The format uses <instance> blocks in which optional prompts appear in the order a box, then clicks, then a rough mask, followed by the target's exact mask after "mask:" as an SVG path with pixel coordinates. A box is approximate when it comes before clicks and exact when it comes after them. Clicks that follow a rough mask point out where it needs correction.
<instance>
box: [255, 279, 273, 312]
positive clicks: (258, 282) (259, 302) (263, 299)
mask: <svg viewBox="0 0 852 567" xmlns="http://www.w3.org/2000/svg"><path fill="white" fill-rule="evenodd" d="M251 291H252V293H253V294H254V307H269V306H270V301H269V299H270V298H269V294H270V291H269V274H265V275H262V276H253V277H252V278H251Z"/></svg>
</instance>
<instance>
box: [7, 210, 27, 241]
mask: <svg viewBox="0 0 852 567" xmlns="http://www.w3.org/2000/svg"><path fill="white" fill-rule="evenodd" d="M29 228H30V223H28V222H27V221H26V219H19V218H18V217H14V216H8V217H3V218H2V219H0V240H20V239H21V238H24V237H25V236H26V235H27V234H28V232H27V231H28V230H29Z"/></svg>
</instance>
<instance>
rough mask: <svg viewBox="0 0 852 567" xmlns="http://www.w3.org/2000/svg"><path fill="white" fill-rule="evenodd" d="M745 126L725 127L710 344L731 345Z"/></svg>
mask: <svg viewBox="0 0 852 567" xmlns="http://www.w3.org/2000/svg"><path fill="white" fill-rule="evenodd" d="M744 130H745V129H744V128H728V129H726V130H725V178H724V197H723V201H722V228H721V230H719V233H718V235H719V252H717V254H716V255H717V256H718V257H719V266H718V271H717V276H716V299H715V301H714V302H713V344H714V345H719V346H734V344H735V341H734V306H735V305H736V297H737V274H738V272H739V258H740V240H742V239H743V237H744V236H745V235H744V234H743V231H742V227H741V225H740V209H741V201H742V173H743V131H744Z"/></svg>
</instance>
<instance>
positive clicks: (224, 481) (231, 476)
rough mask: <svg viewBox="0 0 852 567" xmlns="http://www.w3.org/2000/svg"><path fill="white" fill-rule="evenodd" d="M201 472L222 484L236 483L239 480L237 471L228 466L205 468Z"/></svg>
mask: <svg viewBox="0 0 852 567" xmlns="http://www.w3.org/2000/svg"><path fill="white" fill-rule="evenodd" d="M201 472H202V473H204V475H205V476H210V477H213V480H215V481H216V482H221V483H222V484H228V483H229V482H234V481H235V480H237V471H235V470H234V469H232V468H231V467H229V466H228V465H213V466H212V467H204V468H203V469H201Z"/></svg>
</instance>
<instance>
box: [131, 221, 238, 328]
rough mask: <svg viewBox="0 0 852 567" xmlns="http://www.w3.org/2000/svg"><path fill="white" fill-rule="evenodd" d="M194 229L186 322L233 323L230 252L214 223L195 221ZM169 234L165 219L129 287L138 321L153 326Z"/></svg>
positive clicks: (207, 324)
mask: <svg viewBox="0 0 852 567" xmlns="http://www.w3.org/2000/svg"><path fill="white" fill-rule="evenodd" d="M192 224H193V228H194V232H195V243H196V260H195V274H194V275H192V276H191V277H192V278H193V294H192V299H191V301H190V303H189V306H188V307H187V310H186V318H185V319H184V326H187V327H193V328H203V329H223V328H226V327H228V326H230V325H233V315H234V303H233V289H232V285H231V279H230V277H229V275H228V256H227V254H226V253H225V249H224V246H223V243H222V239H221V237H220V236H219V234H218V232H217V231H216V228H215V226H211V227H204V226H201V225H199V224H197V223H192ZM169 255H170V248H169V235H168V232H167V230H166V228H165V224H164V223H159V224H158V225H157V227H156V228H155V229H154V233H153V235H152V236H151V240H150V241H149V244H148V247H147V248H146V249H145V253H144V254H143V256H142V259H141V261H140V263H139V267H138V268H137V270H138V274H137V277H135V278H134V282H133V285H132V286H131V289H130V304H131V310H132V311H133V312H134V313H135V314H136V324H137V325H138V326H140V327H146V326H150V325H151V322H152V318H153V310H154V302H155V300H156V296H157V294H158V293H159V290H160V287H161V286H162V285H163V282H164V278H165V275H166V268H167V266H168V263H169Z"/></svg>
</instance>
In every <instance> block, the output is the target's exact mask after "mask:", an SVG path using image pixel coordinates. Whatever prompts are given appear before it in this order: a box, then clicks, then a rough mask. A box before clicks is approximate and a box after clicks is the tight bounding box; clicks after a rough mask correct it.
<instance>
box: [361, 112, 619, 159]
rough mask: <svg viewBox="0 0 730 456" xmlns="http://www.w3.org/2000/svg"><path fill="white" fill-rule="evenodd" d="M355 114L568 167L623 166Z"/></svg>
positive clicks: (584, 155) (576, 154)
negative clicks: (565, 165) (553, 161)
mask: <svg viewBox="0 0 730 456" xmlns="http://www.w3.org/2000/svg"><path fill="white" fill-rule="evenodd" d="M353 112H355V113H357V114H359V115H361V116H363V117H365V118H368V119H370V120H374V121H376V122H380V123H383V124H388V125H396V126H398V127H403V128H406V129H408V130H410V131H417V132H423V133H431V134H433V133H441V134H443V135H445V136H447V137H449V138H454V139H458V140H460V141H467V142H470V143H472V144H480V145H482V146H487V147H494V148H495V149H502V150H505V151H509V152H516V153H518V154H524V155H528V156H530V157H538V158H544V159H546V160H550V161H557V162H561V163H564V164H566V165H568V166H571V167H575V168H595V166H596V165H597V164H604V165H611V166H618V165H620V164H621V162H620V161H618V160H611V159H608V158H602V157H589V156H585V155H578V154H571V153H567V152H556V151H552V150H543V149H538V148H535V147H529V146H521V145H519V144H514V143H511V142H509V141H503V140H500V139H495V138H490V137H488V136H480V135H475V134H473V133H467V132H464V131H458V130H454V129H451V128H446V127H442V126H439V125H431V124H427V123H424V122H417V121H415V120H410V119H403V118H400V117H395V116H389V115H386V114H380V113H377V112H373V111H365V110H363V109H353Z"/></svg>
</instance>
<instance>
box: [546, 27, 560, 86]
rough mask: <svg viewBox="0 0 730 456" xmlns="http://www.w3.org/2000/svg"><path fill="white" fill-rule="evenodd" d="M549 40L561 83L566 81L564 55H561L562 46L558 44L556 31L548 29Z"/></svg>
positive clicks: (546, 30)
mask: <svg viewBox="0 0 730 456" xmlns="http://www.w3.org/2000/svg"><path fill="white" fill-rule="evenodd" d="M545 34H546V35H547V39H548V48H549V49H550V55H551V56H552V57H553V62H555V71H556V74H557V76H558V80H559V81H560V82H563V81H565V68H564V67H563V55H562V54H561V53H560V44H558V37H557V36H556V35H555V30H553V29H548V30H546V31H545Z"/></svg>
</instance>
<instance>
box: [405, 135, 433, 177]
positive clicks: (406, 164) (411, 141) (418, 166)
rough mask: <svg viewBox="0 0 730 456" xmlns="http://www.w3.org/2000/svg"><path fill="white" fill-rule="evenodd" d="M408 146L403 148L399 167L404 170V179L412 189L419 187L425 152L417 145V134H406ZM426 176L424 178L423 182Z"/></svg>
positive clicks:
_ _ _ _ _
EXERCISE DIRECTIONS:
Here you need to write out the listing above exactly, from its first line to its last.

ANSWER TO THE EXERCISE:
The format uses <instance> blocks in which optional prompts appear in the order a box, then clicks, then a rough mask, followed by the target's exact mask after "mask:" as an SVG path with pixel coordinates. A box is approximate when it comes before clicks and exact when it comes after them. Clicks that follow a rough mask point out where it needs correction.
<instance>
box: [255, 279, 273, 312]
positive clicks: (258, 282) (259, 302) (263, 299)
mask: <svg viewBox="0 0 852 567" xmlns="http://www.w3.org/2000/svg"><path fill="white" fill-rule="evenodd" d="M251 291H252V293H253V294H254V307H269V306H270V301H269V299H270V298H269V294H270V291H269V274H265V275H262V276H253V277H252V278H251Z"/></svg>
</instance>
<instance>
box: [7, 210, 27, 241]
mask: <svg viewBox="0 0 852 567" xmlns="http://www.w3.org/2000/svg"><path fill="white" fill-rule="evenodd" d="M29 228H30V223H28V222H27V221H26V219H19V218H18V217H14V216H8V217H3V218H2V219H0V240H20V239H21V238H24V237H25V236H26V235H27V234H28V232H27V231H28V230H29Z"/></svg>
</instance>
<instance>
rough mask: <svg viewBox="0 0 852 567" xmlns="http://www.w3.org/2000/svg"><path fill="white" fill-rule="evenodd" d="M745 126L725 127L710 344L731 345Z"/></svg>
mask: <svg viewBox="0 0 852 567" xmlns="http://www.w3.org/2000/svg"><path fill="white" fill-rule="evenodd" d="M744 130H745V129H744V128H728V129H726V130H725V178H724V197H723V201H722V228H721V230H719V233H718V235H719V252H717V254H716V255H717V256H718V257H719V266H718V271H717V276H716V299H715V301H714V302H713V344H714V345H719V346H734V344H735V341H734V306H735V305H736V297H737V274H738V272H739V258H740V240H742V239H743V237H744V236H745V235H744V234H743V231H742V227H741V225H740V209H741V201H742V173H743V131H744Z"/></svg>
</instance>
<instance>
positive clicks: (224, 481) (231, 476)
rough mask: <svg viewBox="0 0 852 567" xmlns="http://www.w3.org/2000/svg"><path fill="white" fill-rule="evenodd" d="M201 472L222 484L236 483L239 480L237 471L228 466L205 468Z"/></svg>
mask: <svg viewBox="0 0 852 567" xmlns="http://www.w3.org/2000/svg"><path fill="white" fill-rule="evenodd" d="M201 472H202V473H204V475H205V476H210V477H213V480H215V481H216V482H221V483H222V484H228V483H229V482H234V481H235V480H237V471H235V470H234V469H232V468H231V467H229V466H228V465H213V466H212V467H204V468H203V469H201Z"/></svg>
</instance>
<instance>
box: [131, 221, 238, 328]
rough mask: <svg viewBox="0 0 852 567" xmlns="http://www.w3.org/2000/svg"><path fill="white" fill-rule="evenodd" d="M194 229L186 322L233 323L230 252L214 223L195 221ZM169 234L165 219L129 287L138 321L153 326Z"/></svg>
positive clicks: (207, 324)
mask: <svg viewBox="0 0 852 567" xmlns="http://www.w3.org/2000/svg"><path fill="white" fill-rule="evenodd" d="M192 224H193V228H194V232H195V243H196V260H195V274H194V275H192V276H191V277H192V278H193V294H192V299H191V301H190V303H189V306H188V307H187V310H186V318H185V319H184V326H187V327H193V328H203V329H223V328H226V327H228V326H230V325H233V315H234V303H233V289H232V285H231V279H230V277H229V275H228V256H227V254H226V253H225V249H224V246H223V243H222V239H221V237H220V236H219V234H218V232H217V231H216V228H215V226H211V227H204V226H201V225H199V224H197V223H192ZM169 255H170V248H169V235H168V232H167V230H166V228H165V224H164V223H159V224H158V225H157V227H156V228H155V229H154V233H153V235H152V236H151V240H150V241H149V244H148V247H147V248H146V249H145V253H144V254H143V256H142V259H141V261H140V263H139V267H138V268H137V270H138V274H137V277H135V278H134V282H133V285H132V286H131V289H130V304H131V310H132V311H133V312H134V313H135V314H136V324H137V325H138V326H140V327H146V326H150V325H151V322H152V318H153V310H154V302H155V300H156V296H157V294H158V293H159V290H160V287H161V286H162V285H163V282H164V278H165V275H166V268H167V266H168V263H169Z"/></svg>
</instance>
In every <instance> block, the output is the target's exact mask after "mask:", an SVG path using image pixel coordinates. Whatever prompts are given appear before it in this order: a box, then clicks, then a rough mask. A box before clicks is approximate and a box after clicks is the tight bounding box; clicks after a rough mask correct it.
<instance>
box: [361, 112, 619, 159]
rough mask: <svg viewBox="0 0 730 456" xmlns="http://www.w3.org/2000/svg"><path fill="white" fill-rule="evenodd" d="M355 114L568 167L623 166Z"/></svg>
positive clicks: (584, 155) (576, 154)
negative clicks: (565, 165) (553, 161)
mask: <svg viewBox="0 0 730 456" xmlns="http://www.w3.org/2000/svg"><path fill="white" fill-rule="evenodd" d="M353 112H355V113H357V114H359V115H361V116H363V117H365V118H368V119H370V120H374V121H376V122H380V123H383V124H388V125H396V126H398V127H403V128H406V129H408V130H410V131H417V132H423V133H431V134H433V133H441V134H443V135H445V136H447V137H449V138H454V139H458V140H460V141H467V142H470V143H472V144H480V145H482V146H487V147H494V148H495V149H502V150H505V151H509V152H516V153H518V154H524V155H528V156H530V157H538V158H544V159H546V160H550V161H557V162H561V163H564V164H566V165H568V166H571V167H575V168H595V166H596V165H597V164H604V165H611V166H618V165H620V164H621V162H620V161H618V160H611V159H608V158H602V157H589V156H585V155H578V154H571V153H567V152H556V151H552V150H543V149H538V148H535V147H529V146H521V145H519V144H514V143H511V142H509V141H503V140H500V139H495V138H490V137H488V136H480V135H475V134H473V133H467V132H464V131H458V130H454V129H451V128H446V127H442V126H439V125H431V124H427V123H424V122H417V121H415V120H410V119H403V118H400V117H395V116H389V115H386V114H380V113H377V112H373V111H365V110H363V109H353Z"/></svg>
</instance>
<instance>
box: [546, 27, 560, 86]
rough mask: <svg viewBox="0 0 730 456" xmlns="http://www.w3.org/2000/svg"><path fill="white" fill-rule="evenodd" d="M549 40L561 83L566 81L564 55H561L562 46L558 44L556 31L548 29Z"/></svg>
positive clicks: (546, 30)
mask: <svg viewBox="0 0 730 456" xmlns="http://www.w3.org/2000/svg"><path fill="white" fill-rule="evenodd" d="M545 34H546V35H547V39H548V48H549V49H550V55H551V56H552V57H553V62H555V71H556V74H557V76H558V80H559V81H560V82H563V81H565V68H564V67H563V55H562V54H561V53H560V44H558V37H557V36H556V35H555V30H553V29H548V30H546V31H545Z"/></svg>
</instance>
<instance>
box: [405, 135, 433, 177]
positive clicks: (406, 164) (411, 141) (418, 166)
rough mask: <svg viewBox="0 0 730 456" xmlns="http://www.w3.org/2000/svg"><path fill="white" fill-rule="evenodd" d="M408 146L403 148L399 167L404 170V179L412 189L419 187L425 152L417 145V134H406ZM426 176L424 178L423 182Z"/></svg>
positive clicks:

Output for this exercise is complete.